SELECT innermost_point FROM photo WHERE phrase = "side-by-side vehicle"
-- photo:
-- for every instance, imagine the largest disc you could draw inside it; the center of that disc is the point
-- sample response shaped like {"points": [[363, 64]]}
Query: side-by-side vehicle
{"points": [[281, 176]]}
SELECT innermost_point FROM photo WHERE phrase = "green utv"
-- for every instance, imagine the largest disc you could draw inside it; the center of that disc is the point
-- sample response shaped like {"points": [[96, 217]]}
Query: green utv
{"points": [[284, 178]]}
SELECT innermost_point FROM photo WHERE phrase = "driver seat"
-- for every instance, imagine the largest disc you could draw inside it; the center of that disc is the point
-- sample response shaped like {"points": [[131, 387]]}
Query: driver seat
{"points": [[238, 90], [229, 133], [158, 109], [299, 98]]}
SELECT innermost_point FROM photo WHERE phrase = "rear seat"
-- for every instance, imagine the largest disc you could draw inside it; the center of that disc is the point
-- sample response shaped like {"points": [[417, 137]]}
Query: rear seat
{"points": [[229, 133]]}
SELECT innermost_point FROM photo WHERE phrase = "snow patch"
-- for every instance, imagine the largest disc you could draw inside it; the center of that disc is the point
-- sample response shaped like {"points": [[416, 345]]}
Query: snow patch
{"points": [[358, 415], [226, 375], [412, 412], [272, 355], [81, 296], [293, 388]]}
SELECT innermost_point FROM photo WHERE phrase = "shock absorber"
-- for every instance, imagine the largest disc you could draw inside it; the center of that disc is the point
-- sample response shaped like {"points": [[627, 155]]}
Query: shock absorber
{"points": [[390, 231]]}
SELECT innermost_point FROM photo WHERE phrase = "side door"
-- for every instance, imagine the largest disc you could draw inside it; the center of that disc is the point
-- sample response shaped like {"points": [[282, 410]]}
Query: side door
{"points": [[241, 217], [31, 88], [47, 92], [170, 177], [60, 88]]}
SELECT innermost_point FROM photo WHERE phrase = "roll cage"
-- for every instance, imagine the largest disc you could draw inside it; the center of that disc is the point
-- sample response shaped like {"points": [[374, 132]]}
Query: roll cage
☆ ☆ ☆ ☆ ☆
■ Description of the task
Can you reproduce all the material exactly?

■ Correct output
SELECT innermost_point FROM photo WHERE phrase = "side-by-side vehicle"
-- photo:
-- for every instance, imagine the largest disc you could draw inside it; the center of that disc is the point
-- sample response shaped like {"points": [[363, 64]]}
Query: side-by-side vehicle
{"points": [[281, 176]]}
SELECT innermost_point FROM photo WHERE phrase = "green utv"
-- for every instance, imagine the largest disc you could draw inside it; the center of that disc is the point
-- sample response shaped like {"points": [[96, 217]]}
Query: green utv
{"points": [[284, 178]]}
SELECT innermost_point FROM photo WHERE phrase = "driver seat"
-- for every instance, imagine the largest disc you could draw inside it; the center of that disc is the point
-- sample response shaped like {"points": [[131, 387]]}
Query: driver seat
{"points": [[238, 90], [229, 133], [158, 109], [299, 98]]}
SELECT innermost_point FROM photo WHERE phrase = "rear seat"
-- for every instance, imagine the largest disc you could draw inside it; the center of that disc is the point
-- sample response shaped like {"points": [[417, 137]]}
Query: rear seat
{"points": [[229, 133]]}
SELECT innermost_point FROM photo WHERE phrase = "snow patch"
-- for every instance, imagine the largest disc you could draw inside it; the center of that disc is the point
-- sample response shaped like {"points": [[416, 345]]}
Query: snow patch
{"points": [[358, 415], [226, 375], [412, 412], [272, 355], [81, 296], [293, 388]]}
SELECT innermost_point FROM photo WHERE phrase = "shock absorber"
-- for every instance, imagine the largest disc you could draw inside it; the center of that disc is the point
-- sample response shaped like {"points": [[627, 155]]}
Query: shock absorber
{"points": [[390, 231]]}
SELECT innermost_point FROM photo WHERE phrase = "side door"
-- for every instance, imagine the largest disc you could draw inside it; the center of that disc is the point
-- sample response shaped like {"points": [[282, 410]]}
Query: side door
{"points": [[241, 217], [31, 88], [47, 92], [170, 177], [60, 88]]}
SELECT innermost_point FROM photo WHERE phrase = "roll cage"
-- for every instance, imagine the largest disc you could draw inside it; the center of that disc is the point
-- sample response shaped like {"points": [[374, 132]]}
Query: roll cage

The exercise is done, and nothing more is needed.